What to do:
Without any pictures, retype exactly the lines from the one with "instance of blurred" through the final line of the records.
[Opening Input for this task section]
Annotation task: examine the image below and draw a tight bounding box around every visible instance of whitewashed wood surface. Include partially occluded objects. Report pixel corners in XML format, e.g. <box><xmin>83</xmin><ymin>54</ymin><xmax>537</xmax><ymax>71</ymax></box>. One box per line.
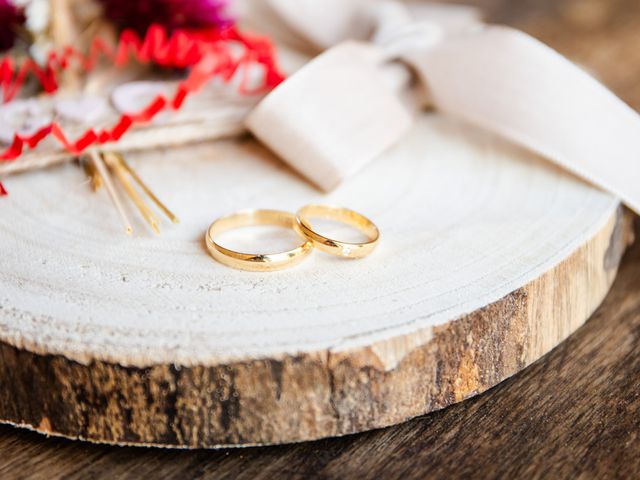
<box><xmin>0</xmin><ymin>114</ymin><xmax>619</xmax><ymax>368</ymax></box>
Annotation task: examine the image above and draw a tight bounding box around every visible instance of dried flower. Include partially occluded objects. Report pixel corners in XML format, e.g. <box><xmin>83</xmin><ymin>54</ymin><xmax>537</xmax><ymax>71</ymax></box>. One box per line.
<box><xmin>98</xmin><ymin>0</ymin><xmax>232</xmax><ymax>34</ymax></box>
<box><xmin>0</xmin><ymin>0</ymin><xmax>25</xmax><ymax>52</ymax></box>
<box><xmin>11</xmin><ymin>0</ymin><xmax>52</xmax><ymax>63</ymax></box>
<box><xmin>22</xmin><ymin>0</ymin><xmax>49</xmax><ymax>33</ymax></box>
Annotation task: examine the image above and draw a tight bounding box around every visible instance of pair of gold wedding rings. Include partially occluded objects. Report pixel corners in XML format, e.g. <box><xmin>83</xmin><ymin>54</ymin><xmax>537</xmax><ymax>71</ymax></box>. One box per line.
<box><xmin>205</xmin><ymin>205</ymin><xmax>380</xmax><ymax>272</ymax></box>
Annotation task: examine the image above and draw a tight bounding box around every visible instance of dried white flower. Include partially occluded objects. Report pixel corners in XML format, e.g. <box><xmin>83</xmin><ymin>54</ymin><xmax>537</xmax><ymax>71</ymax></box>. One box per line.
<box><xmin>12</xmin><ymin>0</ymin><xmax>53</xmax><ymax>63</ymax></box>
<box><xmin>29</xmin><ymin>37</ymin><xmax>52</xmax><ymax>64</ymax></box>
<box><xmin>25</xmin><ymin>0</ymin><xmax>50</xmax><ymax>33</ymax></box>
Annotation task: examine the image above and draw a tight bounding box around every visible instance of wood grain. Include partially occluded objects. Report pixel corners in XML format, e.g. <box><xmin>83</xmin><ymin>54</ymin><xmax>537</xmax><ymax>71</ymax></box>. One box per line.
<box><xmin>0</xmin><ymin>216</ymin><xmax>638</xmax><ymax>479</ymax></box>
<box><xmin>0</xmin><ymin>208</ymin><xmax>631</xmax><ymax>446</ymax></box>
<box><xmin>0</xmin><ymin>0</ymin><xmax>637</xmax><ymax>449</ymax></box>
<box><xmin>0</xmin><ymin>112</ymin><xmax>625</xmax><ymax>446</ymax></box>
<box><xmin>1</xmin><ymin>0</ymin><xmax>640</xmax><ymax>472</ymax></box>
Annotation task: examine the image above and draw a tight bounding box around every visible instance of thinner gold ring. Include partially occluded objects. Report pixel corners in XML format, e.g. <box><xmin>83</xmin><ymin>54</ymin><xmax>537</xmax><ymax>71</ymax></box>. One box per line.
<box><xmin>206</xmin><ymin>209</ymin><xmax>313</xmax><ymax>271</ymax></box>
<box><xmin>295</xmin><ymin>204</ymin><xmax>380</xmax><ymax>259</ymax></box>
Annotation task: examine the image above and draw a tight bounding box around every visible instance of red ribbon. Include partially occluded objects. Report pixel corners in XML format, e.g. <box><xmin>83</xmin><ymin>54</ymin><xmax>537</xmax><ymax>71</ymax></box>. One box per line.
<box><xmin>0</xmin><ymin>24</ymin><xmax>284</xmax><ymax>162</ymax></box>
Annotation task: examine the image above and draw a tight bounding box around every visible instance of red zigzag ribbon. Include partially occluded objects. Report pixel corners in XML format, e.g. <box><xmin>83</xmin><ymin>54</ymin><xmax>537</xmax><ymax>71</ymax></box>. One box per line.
<box><xmin>0</xmin><ymin>24</ymin><xmax>284</xmax><ymax>166</ymax></box>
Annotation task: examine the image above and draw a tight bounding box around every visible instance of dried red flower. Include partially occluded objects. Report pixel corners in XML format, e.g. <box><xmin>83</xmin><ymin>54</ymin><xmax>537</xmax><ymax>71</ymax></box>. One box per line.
<box><xmin>0</xmin><ymin>0</ymin><xmax>25</xmax><ymax>52</ymax></box>
<box><xmin>98</xmin><ymin>0</ymin><xmax>232</xmax><ymax>34</ymax></box>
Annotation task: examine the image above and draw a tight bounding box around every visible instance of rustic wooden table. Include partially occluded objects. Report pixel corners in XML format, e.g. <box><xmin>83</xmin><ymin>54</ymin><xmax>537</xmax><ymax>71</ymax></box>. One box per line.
<box><xmin>2</xmin><ymin>0</ymin><xmax>640</xmax><ymax>478</ymax></box>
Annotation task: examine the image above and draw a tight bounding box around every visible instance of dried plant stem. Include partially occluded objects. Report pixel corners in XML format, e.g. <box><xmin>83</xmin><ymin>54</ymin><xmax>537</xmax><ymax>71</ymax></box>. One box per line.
<box><xmin>88</xmin><ymin>150</ymin><xmax>133</xmax><ymax>235</ymax></box>
<box><xmin>82</xmin><ymin>158</ymin><xmax>103</xmax><ymax>191</ymax></box>
<box><xmin>50</xmin><ymin>0</ymin><xmax>82</xmax><ymax>91</ymax></box>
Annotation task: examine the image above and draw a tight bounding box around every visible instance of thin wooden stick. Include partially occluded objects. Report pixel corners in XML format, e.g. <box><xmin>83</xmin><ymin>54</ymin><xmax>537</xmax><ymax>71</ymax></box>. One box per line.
<box><xmin>103</xmin><ymin>152</ymin><xmax>160</xmax><ymax>234</ymax></box>
<box><xmin>115</xmin><ymin>153</ymin><xmax>180</xmax><ymax>224</ymax></box>
<box><xmin>88</xmin><ymin>150</ymin><xmax>133</xmax><ymax>235</ymax></box>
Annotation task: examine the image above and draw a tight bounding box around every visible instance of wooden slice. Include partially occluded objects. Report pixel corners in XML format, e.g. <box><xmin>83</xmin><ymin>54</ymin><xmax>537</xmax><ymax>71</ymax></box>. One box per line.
<box><xmin>0</xmin><ymin>115</ymin><xmax>633</xmax><ymax>447</ymax></box>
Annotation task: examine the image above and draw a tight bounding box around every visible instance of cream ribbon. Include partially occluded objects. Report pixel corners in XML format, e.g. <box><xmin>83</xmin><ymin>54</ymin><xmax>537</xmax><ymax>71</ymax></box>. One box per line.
<box><xmin>245</xmin><ymin>0</ymin><xmax>640</xmax><ymax>214</ymax></box>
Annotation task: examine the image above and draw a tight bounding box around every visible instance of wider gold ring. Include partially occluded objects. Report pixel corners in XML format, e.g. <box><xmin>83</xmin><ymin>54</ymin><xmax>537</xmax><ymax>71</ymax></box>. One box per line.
<box><xmin>296</xmin><ymin>204</ymin><xmax>380</xmax><ymax>259</ymax></box>
<box><xmin>206</xmin><ymin>209</ymin><xmax>313</xmax><ymax>271</ymax></box>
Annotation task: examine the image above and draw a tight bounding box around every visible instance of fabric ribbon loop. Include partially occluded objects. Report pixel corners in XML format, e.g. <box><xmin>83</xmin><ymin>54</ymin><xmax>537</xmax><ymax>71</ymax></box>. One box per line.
<box><xmin>245</xmin><ymin>0</ymin><xmax>640</xmax><ymax>214</ymax></box>
<box><xmin>246</xmin><ymin>41</ymin><xmax>413</xmax><ymax>191</ymax></box>
<box><xmin>377</xmin><ymin>21</ymin><xmax>445</xmax><ymax>61</ymax></box>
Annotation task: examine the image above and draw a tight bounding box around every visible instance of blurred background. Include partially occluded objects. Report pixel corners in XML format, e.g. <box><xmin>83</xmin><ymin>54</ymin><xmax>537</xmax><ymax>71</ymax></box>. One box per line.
<box><xmin>448</xmin><ymin>0</ymin><xmax>640</xmax><ymax>109</ymax></box>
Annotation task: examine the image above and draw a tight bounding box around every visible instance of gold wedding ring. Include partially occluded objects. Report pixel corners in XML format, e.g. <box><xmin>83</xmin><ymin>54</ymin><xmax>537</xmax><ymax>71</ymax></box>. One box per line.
<box><xmin>206</xmin><ymin>209</ymin><xmax>313</xmax><ymax>271</ymax></box>
<box><xmin>296</xmin><ymin>204</ymin><xmax>380</xmax><ymax>258</ymax></box>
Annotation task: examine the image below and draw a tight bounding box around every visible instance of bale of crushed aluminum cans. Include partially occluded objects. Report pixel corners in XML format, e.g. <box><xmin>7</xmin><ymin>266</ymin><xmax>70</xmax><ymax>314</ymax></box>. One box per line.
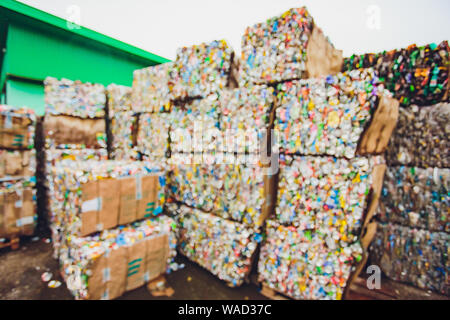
[Closing Input for this task section]
Task response:
Annotation task: examine the image above and draw a tight bounding box around every visible instance of blurred background. Include partially occluded objects. Report pixel corners in XML format, e.g. <box><xmin>83</xmin><ymin>54</ymin><xmax>537</xmax><ymax>71</ymax></box>. One box per line.
<box><xmin>448</xmin><ymin>0</ymin><xmax>640</xmax><ymax>109</ymax></box>
Annotation task: examine the image above and draw a tight bounding box around every visible instance of gold wedding ring. Include partially occluded objects. Report pixel corners in XML format, e.g. <box><xmin>83</xmin><ymin>54</ymin><xmax>537</xmax><ymax>71</ymax></box>. One box per line.
<box><xmin>206</xmin><ymin>209</ymin><xmax>313</xmax><ymax>271</ymax></box>
<box><xmin>296</xmin><ymin>204</ymin><xmax>380</xmax><ymax>258</ymax></box>
Annotation task: examine the image below and draw a tight bounding box around every visible instance of bale of crushed aluminum cans. Include partially occluded objects. Report pixel corners in XML format, e.g. <box><xmin>7</xmin><ymin>266</ymin><xmax>70</xmax><ymax>314</ymax></box>. One box per line.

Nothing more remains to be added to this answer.